[Recorded data]
+--

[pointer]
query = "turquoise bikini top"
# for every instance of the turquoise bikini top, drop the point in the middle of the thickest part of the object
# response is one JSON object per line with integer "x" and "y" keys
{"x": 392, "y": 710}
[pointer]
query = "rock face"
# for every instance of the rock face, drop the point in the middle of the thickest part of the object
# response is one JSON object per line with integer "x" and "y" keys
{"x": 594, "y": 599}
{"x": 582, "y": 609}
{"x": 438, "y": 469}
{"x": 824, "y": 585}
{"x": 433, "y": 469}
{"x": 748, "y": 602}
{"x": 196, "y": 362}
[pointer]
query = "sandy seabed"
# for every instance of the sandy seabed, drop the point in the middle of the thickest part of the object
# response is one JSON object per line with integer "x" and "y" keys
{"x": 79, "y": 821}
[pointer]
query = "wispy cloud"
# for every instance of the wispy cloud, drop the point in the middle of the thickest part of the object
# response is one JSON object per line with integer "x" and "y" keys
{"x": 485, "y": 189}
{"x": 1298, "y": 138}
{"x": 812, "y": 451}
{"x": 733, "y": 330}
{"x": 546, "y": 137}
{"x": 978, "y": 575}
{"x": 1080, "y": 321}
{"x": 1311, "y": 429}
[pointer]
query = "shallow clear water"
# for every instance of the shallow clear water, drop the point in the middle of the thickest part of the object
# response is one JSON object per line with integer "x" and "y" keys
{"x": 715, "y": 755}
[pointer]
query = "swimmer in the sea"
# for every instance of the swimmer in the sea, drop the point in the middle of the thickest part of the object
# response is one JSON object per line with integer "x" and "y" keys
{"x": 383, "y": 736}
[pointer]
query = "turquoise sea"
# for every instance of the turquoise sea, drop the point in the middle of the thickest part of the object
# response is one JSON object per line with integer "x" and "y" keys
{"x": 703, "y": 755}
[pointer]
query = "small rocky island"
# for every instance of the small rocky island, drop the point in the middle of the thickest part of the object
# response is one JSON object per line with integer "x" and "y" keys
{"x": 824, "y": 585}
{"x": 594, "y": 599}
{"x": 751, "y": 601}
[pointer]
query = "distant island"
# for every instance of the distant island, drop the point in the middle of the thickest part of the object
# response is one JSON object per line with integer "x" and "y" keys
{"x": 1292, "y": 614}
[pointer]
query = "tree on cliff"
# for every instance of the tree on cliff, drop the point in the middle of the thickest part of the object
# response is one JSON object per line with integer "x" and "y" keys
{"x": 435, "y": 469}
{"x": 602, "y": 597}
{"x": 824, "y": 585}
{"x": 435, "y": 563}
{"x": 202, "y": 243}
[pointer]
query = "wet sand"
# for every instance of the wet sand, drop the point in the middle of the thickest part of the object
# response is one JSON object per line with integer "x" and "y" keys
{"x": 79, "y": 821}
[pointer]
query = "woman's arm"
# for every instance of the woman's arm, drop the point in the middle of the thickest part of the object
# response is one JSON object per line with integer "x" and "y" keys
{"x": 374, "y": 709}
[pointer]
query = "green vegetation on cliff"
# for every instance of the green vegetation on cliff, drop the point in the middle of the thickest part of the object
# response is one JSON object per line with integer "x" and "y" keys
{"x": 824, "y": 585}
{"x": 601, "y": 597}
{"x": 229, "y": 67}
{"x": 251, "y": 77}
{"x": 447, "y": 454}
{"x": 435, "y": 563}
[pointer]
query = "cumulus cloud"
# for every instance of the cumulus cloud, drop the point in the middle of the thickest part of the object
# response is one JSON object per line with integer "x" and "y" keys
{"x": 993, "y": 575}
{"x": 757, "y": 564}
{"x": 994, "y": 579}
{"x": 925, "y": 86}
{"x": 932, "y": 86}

+--

[Short exercise]
Select every line of the recorded data that contains the string "distant", and copy each one out in full.

[Solution]
query = "distant island"
# for every instance of the distant island, drop the point in the middle of the thickest part of the object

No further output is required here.